Dataset items
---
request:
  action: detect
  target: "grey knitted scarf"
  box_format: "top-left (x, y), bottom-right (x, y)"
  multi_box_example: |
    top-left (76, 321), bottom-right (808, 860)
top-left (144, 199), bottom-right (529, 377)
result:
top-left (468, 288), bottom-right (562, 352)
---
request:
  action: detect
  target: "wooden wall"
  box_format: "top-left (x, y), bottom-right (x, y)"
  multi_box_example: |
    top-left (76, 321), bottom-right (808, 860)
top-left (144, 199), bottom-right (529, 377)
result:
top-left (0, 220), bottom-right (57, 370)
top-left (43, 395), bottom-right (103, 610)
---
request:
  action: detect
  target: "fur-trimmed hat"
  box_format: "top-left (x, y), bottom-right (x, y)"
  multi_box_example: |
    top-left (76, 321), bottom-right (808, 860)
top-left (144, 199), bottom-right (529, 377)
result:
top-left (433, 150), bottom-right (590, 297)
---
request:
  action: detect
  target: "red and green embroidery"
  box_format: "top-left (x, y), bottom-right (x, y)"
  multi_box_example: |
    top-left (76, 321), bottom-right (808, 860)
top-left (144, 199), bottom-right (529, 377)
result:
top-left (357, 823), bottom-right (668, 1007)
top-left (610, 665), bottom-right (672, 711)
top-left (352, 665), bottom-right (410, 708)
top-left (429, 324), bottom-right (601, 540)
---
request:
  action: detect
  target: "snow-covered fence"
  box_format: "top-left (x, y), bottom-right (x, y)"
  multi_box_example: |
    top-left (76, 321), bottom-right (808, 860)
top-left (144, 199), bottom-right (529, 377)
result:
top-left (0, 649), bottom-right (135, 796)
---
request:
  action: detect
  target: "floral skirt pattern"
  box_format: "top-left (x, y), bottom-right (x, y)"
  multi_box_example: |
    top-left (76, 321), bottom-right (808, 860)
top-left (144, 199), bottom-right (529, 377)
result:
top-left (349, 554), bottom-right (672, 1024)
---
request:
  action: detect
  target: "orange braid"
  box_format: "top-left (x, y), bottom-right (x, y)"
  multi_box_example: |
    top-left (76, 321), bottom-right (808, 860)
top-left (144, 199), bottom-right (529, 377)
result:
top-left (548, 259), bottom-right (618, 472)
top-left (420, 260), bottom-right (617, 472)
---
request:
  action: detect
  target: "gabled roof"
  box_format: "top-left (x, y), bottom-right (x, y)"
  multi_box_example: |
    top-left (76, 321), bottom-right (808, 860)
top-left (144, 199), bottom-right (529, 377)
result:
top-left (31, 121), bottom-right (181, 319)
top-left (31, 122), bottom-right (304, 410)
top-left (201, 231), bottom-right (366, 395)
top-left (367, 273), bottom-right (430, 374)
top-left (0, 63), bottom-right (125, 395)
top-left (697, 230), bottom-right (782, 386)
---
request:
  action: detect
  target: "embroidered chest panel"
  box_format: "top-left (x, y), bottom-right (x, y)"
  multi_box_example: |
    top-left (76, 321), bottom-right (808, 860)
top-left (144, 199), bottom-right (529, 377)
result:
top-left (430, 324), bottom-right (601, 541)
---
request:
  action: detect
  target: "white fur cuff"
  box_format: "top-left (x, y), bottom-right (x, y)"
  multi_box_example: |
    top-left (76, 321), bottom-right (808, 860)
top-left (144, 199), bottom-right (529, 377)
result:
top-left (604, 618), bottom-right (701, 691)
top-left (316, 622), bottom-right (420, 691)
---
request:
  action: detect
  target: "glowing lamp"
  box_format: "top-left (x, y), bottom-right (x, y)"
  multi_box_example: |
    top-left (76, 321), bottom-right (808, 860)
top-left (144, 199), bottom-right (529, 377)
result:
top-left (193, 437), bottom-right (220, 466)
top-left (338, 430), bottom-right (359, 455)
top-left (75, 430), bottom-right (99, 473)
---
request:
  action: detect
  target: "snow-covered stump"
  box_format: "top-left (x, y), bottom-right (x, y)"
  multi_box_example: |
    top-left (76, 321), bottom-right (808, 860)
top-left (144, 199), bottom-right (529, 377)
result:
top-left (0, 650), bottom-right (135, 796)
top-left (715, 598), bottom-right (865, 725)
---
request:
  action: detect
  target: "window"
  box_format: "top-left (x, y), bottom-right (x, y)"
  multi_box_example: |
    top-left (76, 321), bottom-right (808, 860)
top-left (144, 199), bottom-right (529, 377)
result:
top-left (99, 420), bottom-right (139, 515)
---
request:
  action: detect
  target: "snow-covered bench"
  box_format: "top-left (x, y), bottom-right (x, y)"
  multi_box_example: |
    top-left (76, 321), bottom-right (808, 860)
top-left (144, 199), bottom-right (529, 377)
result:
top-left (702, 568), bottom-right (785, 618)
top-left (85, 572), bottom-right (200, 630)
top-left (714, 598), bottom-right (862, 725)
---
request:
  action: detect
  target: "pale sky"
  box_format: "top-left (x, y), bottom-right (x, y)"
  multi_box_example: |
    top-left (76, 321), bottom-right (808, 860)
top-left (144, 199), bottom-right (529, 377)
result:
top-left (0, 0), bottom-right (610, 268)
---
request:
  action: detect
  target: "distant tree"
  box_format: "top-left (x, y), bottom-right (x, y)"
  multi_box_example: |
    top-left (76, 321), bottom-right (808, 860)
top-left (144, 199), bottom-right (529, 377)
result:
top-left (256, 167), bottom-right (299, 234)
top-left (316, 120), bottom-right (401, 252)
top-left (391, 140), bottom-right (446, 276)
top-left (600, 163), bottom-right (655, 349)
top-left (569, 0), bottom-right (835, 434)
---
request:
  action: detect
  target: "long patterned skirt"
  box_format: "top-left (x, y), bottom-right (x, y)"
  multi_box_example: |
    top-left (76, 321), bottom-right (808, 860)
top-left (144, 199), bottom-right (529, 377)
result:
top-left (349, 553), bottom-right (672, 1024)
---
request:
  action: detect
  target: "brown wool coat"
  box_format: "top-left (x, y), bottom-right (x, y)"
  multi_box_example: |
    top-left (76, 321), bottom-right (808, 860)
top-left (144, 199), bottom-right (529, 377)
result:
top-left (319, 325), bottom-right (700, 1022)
==
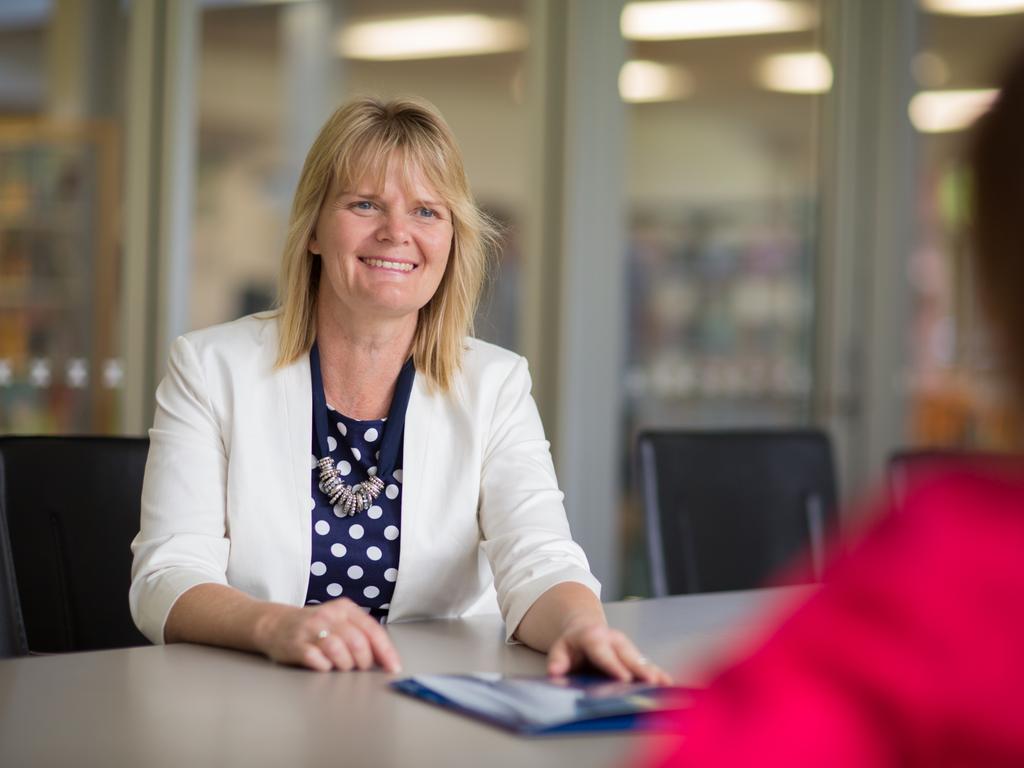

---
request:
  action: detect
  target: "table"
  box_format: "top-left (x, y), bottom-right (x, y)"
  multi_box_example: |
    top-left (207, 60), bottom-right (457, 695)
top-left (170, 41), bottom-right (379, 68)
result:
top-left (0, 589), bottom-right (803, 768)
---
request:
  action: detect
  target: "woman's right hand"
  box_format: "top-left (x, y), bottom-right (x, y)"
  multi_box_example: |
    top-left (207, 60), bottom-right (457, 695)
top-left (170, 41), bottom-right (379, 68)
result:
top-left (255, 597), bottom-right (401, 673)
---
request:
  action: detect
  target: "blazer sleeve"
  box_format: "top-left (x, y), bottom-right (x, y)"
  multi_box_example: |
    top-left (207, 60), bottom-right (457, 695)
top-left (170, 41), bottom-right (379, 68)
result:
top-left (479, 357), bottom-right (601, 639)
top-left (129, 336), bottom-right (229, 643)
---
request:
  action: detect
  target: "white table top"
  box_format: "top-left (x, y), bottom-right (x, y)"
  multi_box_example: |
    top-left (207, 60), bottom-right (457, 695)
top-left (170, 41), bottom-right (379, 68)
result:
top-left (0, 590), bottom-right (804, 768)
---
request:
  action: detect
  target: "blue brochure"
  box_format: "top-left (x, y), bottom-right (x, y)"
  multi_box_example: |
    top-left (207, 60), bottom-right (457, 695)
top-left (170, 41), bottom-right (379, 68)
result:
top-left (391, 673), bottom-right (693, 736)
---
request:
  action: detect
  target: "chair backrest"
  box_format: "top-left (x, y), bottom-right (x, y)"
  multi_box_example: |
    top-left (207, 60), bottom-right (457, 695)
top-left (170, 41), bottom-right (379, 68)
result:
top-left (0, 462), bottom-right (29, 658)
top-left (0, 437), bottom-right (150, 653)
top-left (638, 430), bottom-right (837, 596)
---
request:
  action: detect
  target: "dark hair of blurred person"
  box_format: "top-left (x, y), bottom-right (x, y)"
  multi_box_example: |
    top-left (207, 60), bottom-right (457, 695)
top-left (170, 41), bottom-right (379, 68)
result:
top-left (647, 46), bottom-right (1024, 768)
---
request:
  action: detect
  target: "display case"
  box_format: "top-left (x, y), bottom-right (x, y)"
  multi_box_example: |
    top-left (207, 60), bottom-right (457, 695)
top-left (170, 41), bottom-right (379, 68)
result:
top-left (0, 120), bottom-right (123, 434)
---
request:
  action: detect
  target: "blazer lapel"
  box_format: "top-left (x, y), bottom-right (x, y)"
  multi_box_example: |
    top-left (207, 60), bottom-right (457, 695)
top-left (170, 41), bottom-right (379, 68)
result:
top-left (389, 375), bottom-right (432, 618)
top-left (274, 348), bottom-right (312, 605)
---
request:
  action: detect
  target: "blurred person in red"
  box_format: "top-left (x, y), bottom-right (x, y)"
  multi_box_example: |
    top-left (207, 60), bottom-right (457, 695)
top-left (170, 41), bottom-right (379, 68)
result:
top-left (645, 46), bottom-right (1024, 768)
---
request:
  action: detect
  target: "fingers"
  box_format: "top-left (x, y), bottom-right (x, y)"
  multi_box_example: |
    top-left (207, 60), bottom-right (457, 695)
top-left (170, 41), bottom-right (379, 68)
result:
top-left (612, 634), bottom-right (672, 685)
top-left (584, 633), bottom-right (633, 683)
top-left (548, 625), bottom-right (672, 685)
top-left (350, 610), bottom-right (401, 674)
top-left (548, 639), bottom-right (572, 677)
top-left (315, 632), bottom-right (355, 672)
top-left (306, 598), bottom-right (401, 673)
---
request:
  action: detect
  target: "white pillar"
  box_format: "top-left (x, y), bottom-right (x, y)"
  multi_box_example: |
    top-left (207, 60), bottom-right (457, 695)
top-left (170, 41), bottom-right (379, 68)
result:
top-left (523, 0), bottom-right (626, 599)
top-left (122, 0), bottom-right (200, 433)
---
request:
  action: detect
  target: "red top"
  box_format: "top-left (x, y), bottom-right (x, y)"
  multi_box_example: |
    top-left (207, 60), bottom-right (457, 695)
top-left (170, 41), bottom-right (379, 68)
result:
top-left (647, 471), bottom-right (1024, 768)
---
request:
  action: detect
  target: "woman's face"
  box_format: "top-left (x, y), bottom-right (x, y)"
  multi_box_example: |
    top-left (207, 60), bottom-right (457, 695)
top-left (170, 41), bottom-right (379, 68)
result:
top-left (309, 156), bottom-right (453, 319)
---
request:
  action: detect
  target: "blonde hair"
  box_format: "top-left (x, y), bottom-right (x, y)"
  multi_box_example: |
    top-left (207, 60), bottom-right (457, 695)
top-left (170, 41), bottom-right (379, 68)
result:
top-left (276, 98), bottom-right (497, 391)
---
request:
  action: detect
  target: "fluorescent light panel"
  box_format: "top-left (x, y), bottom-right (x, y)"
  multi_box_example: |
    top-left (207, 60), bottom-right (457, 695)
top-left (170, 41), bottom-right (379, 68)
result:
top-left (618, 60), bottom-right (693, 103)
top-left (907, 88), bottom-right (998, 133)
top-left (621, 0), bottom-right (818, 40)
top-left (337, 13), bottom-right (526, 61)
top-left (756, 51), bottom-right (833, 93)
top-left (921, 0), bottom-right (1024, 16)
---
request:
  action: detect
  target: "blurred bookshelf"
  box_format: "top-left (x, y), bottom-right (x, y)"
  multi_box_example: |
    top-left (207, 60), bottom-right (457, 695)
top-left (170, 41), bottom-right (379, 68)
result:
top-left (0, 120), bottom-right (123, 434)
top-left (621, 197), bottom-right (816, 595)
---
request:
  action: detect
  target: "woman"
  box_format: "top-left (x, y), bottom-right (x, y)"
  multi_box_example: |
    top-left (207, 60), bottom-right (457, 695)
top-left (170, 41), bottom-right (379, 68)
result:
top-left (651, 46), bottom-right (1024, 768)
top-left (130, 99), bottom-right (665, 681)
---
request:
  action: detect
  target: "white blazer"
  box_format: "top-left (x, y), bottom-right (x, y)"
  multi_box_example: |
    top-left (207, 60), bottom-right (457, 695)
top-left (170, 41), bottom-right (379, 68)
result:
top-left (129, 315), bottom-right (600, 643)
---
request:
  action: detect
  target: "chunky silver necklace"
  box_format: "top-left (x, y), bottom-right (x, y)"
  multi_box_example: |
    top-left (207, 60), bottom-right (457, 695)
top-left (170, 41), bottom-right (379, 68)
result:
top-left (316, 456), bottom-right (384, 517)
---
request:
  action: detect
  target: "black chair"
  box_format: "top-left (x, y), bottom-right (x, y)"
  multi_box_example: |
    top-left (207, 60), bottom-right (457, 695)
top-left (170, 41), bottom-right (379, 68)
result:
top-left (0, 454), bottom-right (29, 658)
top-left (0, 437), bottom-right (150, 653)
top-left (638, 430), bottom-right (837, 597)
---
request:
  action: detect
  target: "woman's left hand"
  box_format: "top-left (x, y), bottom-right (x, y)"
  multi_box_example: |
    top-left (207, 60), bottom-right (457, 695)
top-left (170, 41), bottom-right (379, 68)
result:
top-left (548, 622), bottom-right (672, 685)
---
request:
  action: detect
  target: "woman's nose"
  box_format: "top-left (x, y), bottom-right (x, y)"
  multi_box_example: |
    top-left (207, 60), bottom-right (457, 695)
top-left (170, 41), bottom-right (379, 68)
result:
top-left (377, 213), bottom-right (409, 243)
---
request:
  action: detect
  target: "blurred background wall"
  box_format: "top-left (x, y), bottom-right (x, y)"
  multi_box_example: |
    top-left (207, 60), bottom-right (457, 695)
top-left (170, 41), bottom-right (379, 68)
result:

◆ Written exercise: Show every line of the items above that contains the word "hand". Case counts.

◆ Correct answer:
  target: "woman's right hand"
  target: "woman's left hand"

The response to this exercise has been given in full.